▶ [Given passage]:
MCP and the Token Tax

Tokens image

There is an old bit of wisdom, often attributed to Sherlock Holmes, that a man should be careful what furniture he keeps in the attic of his brain. The attic, you see, is not infinite. Cram it with trivia and there's no room left for the thing you actually need—the one deduction that solves the case.

A year ago, Anthropic introduced something called MCP—the Model Context Protocol. The pitch was sensible: a universal standard for connecting AI agents to tools. The USB port for AI, people called it. Plug in and go. The industry agreed. OpenAI adopted it. Microsoft adopted it. Thousands of servers sprouted up.

Then, recently, Anthropic published a rather honest paper explaining that MCP has a scaling problem.

The people who invented the thing are now showing us where it breaks. I find this admirable. It is also worth paying attention to.

The Token-Tax

Here is the issue. When you hand an AI agent a set of MCP tools, it doesn't just receive the tools. It receives descriptions of the tools. Schemas. Parameters. Documentation. The full inventory, loaded upfront—even tools it will never touch.

One example from Anthropic's paper: an agent consumed 150,000 tokens before it read a single word of the user's actual request.

This is the token tax. And it is steep.

Tokens are not merely a billing abstraction. They are the agent's thinking space. Its working memory. Fill that space with tool catalogues and you have not prepared the agent. You have burdened it.

▶ [Data to examine]:

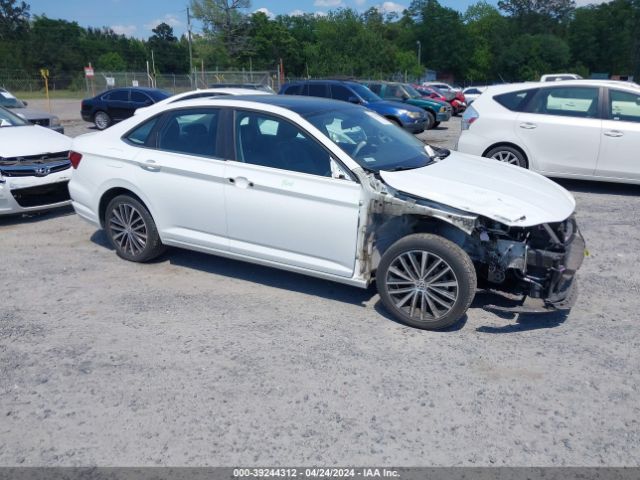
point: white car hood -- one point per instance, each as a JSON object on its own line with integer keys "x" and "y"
{"x": 31, "y": 140}
{"x": 505, "y": 193}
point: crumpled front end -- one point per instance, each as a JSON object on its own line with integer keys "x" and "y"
{"x": 540, "y": 262}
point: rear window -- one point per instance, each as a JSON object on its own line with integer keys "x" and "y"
{"x": 515, "y": 101}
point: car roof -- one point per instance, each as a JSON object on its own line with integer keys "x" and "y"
{"x": 299, "y": 104}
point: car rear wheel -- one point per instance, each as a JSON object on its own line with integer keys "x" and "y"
{"x": 508, "y": 155}
{"x": 426, "y": 281}
{"x": 102, "y": 120}
{"x": 131, "y": 230}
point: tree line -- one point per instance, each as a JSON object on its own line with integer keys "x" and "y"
{"x": 514, "y": 40}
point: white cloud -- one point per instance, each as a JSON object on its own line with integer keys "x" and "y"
{"x": 390, "y": 7}
{"x": 169, "y": 19}
{"x": 127, "y": 30}
{"x": 266, "y": 11}
{"x": 327, "y": 3}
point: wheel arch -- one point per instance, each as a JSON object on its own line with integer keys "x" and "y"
{"x": 112, "y": 193}
{"x": 508, "y": 144}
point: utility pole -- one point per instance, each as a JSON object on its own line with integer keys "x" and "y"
{"x": 190, "y": 48}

▶ [What is being asked]: Summarize the post on MCP and the token tax in two sentences.

▶ [Reply]: Anthropic introduced the Model Context Protocol as a universal standard for connecting AI agents to tools, and OpenAI, Microsoft, and thousands of servers adopted it, but Anthropic later published a paper explaining that MCP has a scaling problem. An agent given MCP tools receives the descriptions, schemas, parameters, and documentation of every tool upfront, even tools it will never use, and in one example this consumed 150,000 tokens before the agent read the user's request, burdening the agent's working memory.